#### SOURCE TEXT
"""
They still serve a lot more traffic than I do and I have hundreds of instances; thousands of containers.

nightpool · on Jan 24, 2022

You have thousands of containers? Physician, heal thyself.

dijit · on Jan 24, 2022

I mean, at my last job I had thousands of physical machines too.

Scale can depend on many things.

Here's a couple of reasons why it can easily be thousands:

1) Cronjobs, CI jobs, ETL, FaaS are all systems that exist. What used to be a process is now a container. (one need only check the PID count on their local machine to know that this can be many quite easily).

2) Microservices; I'm a larger fan of fat "services" but doing actual micro services tends to leave you with a lot of containers running

3) Actual compute need. If my original hosting strategy was thousands of machines, well, I'm going to have thousands of containers, if not more.

nightpool · on Jan 24, 2022

Sure, but the implied message of your comment that you were saying you could replace all of your instances and containers with just 9 machines, since StackOverflow "serves a lot more traffic than you do" (i.e. "has more actual compute need"). I think most reasonable engineers would say that "thousands" of containers would be a massive mistake to use for that size of task, even if few of them would go to the extent that Stack Overflow did of using only 9 machines.
"""
#### RECORDED DATA
"""
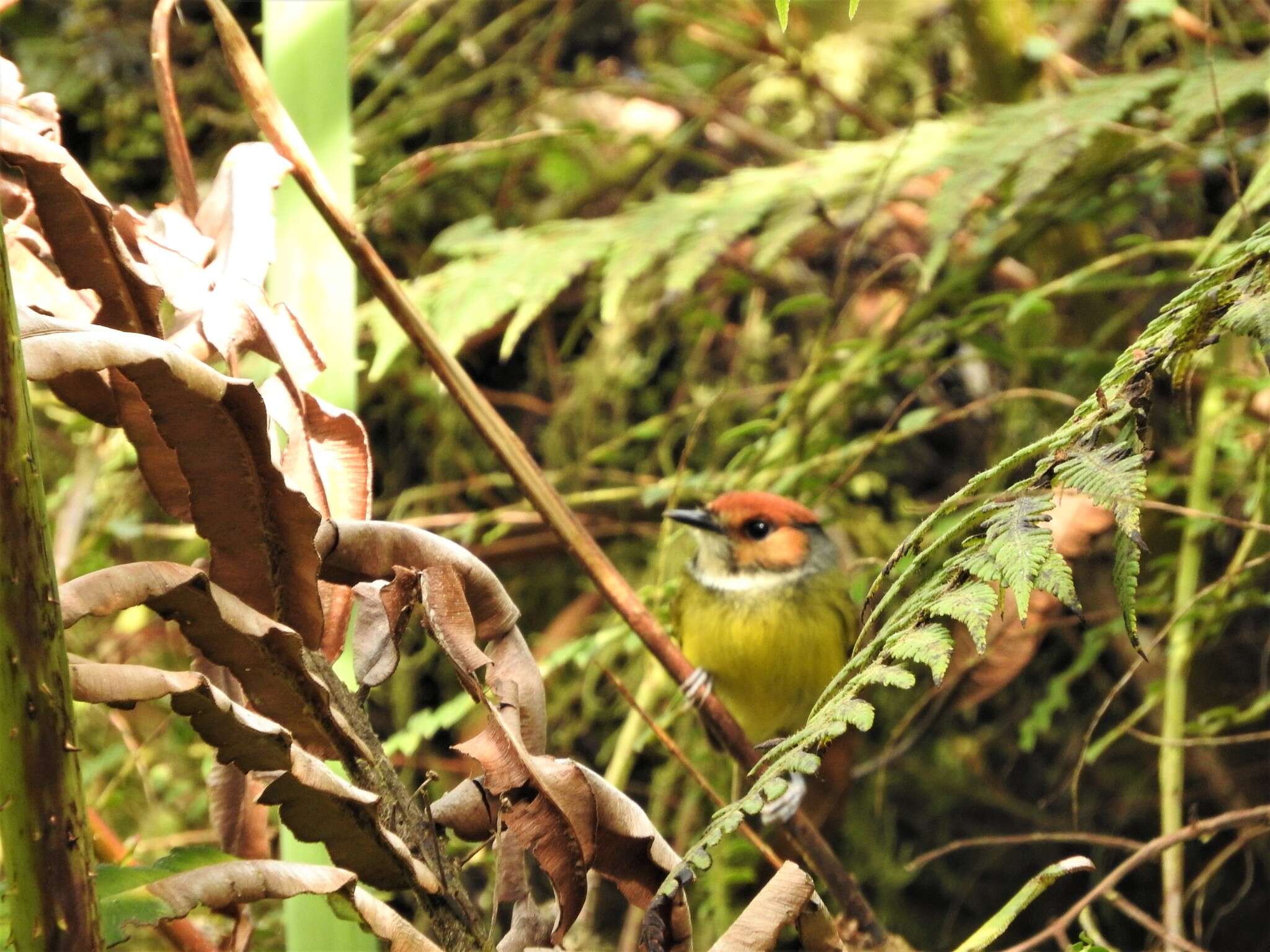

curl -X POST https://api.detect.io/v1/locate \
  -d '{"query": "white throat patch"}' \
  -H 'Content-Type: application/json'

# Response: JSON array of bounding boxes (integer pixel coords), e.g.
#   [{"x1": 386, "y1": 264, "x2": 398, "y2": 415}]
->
[{"x1": 688, "y1": 561, "x2": 810, "y2": 591}]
"""
#### PROBLEM STATEMENT
Answer these questions from the forum thread:
1. What did dijit say they had thousands of at their last job?
2. Under reason 1), what does dijit say "used to be a process" is now?
3. How many machines does nightpool say Stack Overflow used?

#### TASK OUTPUT
1. Physical machines.
2. A container.
3. 9.